** start of SOURCE PASSAGE **

The Fed does not want to risk the possibility that higher rates may put a damper on the potential growth in the housing sector, Yellen indicated. “[W]e recognize that the housing market is sensitive to mortgage rates. It is an important factor. But that’s something that of course we’re taking into account in thinking about what’s the appropriate path of policy,” she said.

 

Duncan agrees with Yellen that a rise in new household formation can potentially increase demand for housing. “She’s correct in stating that housing starts are well below demographics,” says Duncan, noting that Fannie Mae estimates that housing starts right now are about 400,000 units a year below what the annual rate should be to meet the population’s demographic profile. However, because there are other factors limiting the construction of new housing, it is going to take time to add those 400,000 additional new units a year, according to Duncan.

 

The shortfall in housing construction is due to trends that monetary policy cannot affect, according to Duncan. “It is actually being driven primarily by the lack of access to skilled labor, which monetary policy has nothing to do with,” he says. It is also being driven by the inability of developers to get land permitted for construction and that’s also something that“monetary policy has nothing to do with.”

** end of SOURCE PASSAGE **
** start of MATERIAL **

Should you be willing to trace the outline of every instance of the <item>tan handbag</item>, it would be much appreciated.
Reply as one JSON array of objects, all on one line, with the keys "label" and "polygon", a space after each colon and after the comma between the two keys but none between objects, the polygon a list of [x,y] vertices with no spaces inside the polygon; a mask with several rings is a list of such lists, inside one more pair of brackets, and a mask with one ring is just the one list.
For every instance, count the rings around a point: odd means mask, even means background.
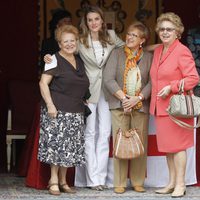
[{"label": "tan handbag", "polygon": [[169,117],[181,127],[188,129],[200,127],[200,121],[198,121],[196,126],[191,126],[177,119],[177,117],[194,118],[200,115],[200,97],[194,96],[194,94],[191,94],[191,91],[187,91],[187,94],[184,94],[184,79],[180,81],[179,93],[170,98],[167,112]]},{"label": "tan handbag", "polygon": [[144,154],[143,142],[136,129],[123,131],[118,129],[114,142],[114,157],[133,159]]}]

** end of MATERIAL **

In the passage on housing and Fed policy, what does Fannie Mae estimate about current housing starts?

## REPLY
Housing starts are about 400,000 units a year below the annual rate needed to meet the population's demographic profile.